====== LISTING

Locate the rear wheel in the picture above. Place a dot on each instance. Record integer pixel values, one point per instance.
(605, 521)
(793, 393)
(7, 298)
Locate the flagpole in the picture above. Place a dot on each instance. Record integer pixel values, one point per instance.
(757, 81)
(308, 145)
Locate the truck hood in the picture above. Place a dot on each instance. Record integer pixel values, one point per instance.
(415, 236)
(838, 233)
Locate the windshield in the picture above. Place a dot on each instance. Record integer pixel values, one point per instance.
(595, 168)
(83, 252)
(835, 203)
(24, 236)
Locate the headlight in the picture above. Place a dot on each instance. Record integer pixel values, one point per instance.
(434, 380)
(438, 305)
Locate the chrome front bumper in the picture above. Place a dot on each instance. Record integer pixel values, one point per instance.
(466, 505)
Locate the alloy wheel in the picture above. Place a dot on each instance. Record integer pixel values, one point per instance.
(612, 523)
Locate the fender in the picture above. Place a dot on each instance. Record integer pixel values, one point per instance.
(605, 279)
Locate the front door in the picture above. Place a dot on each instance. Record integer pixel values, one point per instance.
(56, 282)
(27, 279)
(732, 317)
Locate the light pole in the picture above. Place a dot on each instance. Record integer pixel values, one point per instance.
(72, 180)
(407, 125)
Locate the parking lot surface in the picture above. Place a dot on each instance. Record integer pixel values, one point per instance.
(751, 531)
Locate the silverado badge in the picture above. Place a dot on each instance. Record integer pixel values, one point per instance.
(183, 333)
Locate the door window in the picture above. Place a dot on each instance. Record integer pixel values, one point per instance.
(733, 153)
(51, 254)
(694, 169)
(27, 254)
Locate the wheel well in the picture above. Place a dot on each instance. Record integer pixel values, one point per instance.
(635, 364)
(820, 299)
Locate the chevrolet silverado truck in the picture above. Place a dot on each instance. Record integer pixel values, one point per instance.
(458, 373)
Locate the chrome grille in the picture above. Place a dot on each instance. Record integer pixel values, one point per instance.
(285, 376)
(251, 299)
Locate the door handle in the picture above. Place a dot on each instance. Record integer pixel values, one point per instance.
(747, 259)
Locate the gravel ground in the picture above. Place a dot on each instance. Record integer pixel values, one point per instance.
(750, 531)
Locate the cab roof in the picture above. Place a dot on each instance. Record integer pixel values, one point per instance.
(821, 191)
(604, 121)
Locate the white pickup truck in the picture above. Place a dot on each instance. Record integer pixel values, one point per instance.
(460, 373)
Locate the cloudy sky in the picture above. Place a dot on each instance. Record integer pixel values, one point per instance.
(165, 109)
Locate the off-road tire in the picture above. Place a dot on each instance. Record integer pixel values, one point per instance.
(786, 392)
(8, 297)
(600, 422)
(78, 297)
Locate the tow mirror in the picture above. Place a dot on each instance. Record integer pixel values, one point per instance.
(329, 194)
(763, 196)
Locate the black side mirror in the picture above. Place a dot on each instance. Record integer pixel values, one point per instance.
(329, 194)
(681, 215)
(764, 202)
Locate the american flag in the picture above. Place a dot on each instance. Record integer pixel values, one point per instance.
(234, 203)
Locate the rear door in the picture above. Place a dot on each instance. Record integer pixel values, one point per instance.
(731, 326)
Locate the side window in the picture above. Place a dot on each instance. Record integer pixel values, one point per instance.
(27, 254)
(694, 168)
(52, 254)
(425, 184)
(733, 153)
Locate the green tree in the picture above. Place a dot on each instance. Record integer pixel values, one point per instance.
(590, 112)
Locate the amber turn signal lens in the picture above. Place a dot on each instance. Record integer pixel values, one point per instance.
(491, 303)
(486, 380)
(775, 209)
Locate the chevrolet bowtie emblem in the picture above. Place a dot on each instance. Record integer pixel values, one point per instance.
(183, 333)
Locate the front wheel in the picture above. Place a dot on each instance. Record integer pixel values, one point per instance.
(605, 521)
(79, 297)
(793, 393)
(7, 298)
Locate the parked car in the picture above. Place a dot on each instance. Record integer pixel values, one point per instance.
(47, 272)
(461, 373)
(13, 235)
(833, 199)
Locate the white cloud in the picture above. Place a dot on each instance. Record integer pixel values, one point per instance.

============

CHALLENGE → Write each line above out exactly.

RESULT OF THIS TASK →
Locate the rear wheel in the picture above. Place a dot on each instance. Record integer pixel values, one point per instance.
(605, 521)
(793, 393)
(7, 298)
Locate the flagpole in the picture above. Place a dot on each instance. Record integer pixel values, one point per instance.
(757, 81)
(308, 145)
Locate the truck hood in the picture above. Place a dot on each instance. Record integer pixel values, one point per instance.
(415, 236)
(838, 233)
Locate the windshield in the picture above. Place a dot on each instance. Record integer pixel values, one point per instance.
(595, 168)
(83, 252)
(835, 203)
(24, 236)
Locate the headlight in the picture above. Place a dot on each instance. Record integer pixel values, one point per instance.
(434, 380)
(438, 305)
Locate the chrome front bumper in the picture above. Place a dot on each instance. Record integer pixel values, one point per instance.
(466, 505)
Locate the alloy wheel in the picture above. Place a dot on each instance. Record integer pixel values, one point per instance.
(612, 523)
Locate the fender in the picture above. Place a dot on each instance. Record integer pixel values, one point per instance.
(605, 279)
Locate the front door in the picture above. Place a dot on each instance. Record integer pixel values, one point per instance.
(56, 282)
(27, 279)
(732, 317)
Locate the light pole in the picture above. Place a dot on each instance. Record integer pixel values, one point per instance.
(72, 180)
(407, 125)
Locate the parking lot surface in the picture above. Place a dot on each instance. Record integer pixel values, one point per instance.
(751, 531)
Locate the silverado badge in the picture above. Place a dot on each instance. Record integer pixel values, one point per instance.
(183, 333)
Locate the door window in the picture above. Place a dot on each instance. Record integer pixel values, one point per instance.
(733, 153)
(51, 254)
(694, 169)
(27, 254)
Locate the wheel well in the picture above. Place a dot on each instance. Record integer pixel values, one point per instance.
(635, 364)
(820, 299)
Locate the chevrolet silverado truck in the picture above. Place a dot on each instance. Record integer pixel values, one point per instance.
(458, 373)
Locate the chrome grille in the picture above. Place a dot on each instance. Record integer pixel values, one point per instance.
(285, 376)
(251, 299)
Locate the door handle in the picture above. Place a dot on each instance. Record integer pixel values, one point per instance.
(747, 259)
Locate the gravel ground in the picture above. Place a dot on each instance. Record integer pixel values, one point per instance.
(750, 531)
Locate the cab roof in the picture above. Place a dot on each instance. Record integer pixel values, one point per instance.
(821, 191)
(604, 121)
Locate the white pickup truck in the picture above. Place a dot on each instance. Record integer pixel values, one point per instance.
(460, 373)
Locate the cloudy sky in the picture above. Place a dot on each instance. Record integer pixel values, one point per instance.
(165, 109)
Locate the off-road tire in the picture above. Place a dot on each instance. Record integer pixel values, one point per instance.
(786, 392)
(8, 297)
(600, 422)
(78, 297)
Locate the tow mirror in the picture above. Place a dot on each instance. Record integer pixel values, one point per instance.
(329, 194)
(763, 196)
Locate the black side mirror in the picture above. Place a dot on each instance. Record integer pixel values, one point per instance.
(329, 194)
(681, 215)
(764, 202)
Locate the american flag in the picture above. Place a dot on each instance. Record integer pixel values, one point per instance.
(234, 203)
Locate the rear door in the picture above. Place a dot on each instance. Record integer pixel values, one point per instance.
(731, 326)
Locate the side window in the picture above. Place a dot on each instance. Record integer pixel values, one point per instance.
(27, 254)
(694, 168)
(52, 254)
(425, 184)
(733, 153)
Locate the green tree in the picture above. Place a dot on each instance. Record integer pixel values, one point per instance.
(590, 112)
Locate the amber turn signal lens in the picture above. Place a dot on each instance. Record integer pixel values, one point per instance.
(491, 303)
(486, 380)
(775, 209)
Locate the chevrolet bowtie emblem in the picture above. Place a dot on each instance. Record integer pixel values, one point per instance.
(183, 333)
Locate the front wheel in the picture above. Place a dot on each instance. Record integer pixel values, one point per instance.
(605, 521)
(79, 297)
(793, 393)
(7, 298)
Locate the parked car in the picture above. Place a dot on each instance. Record integer pixel values, one point per instance.
(47, 272)
(461, 373)
(13, 235)
(833, 199)
Locate the white cloud in the picture above. Place a dot on each instance. Record integer pixel values, one point per instance.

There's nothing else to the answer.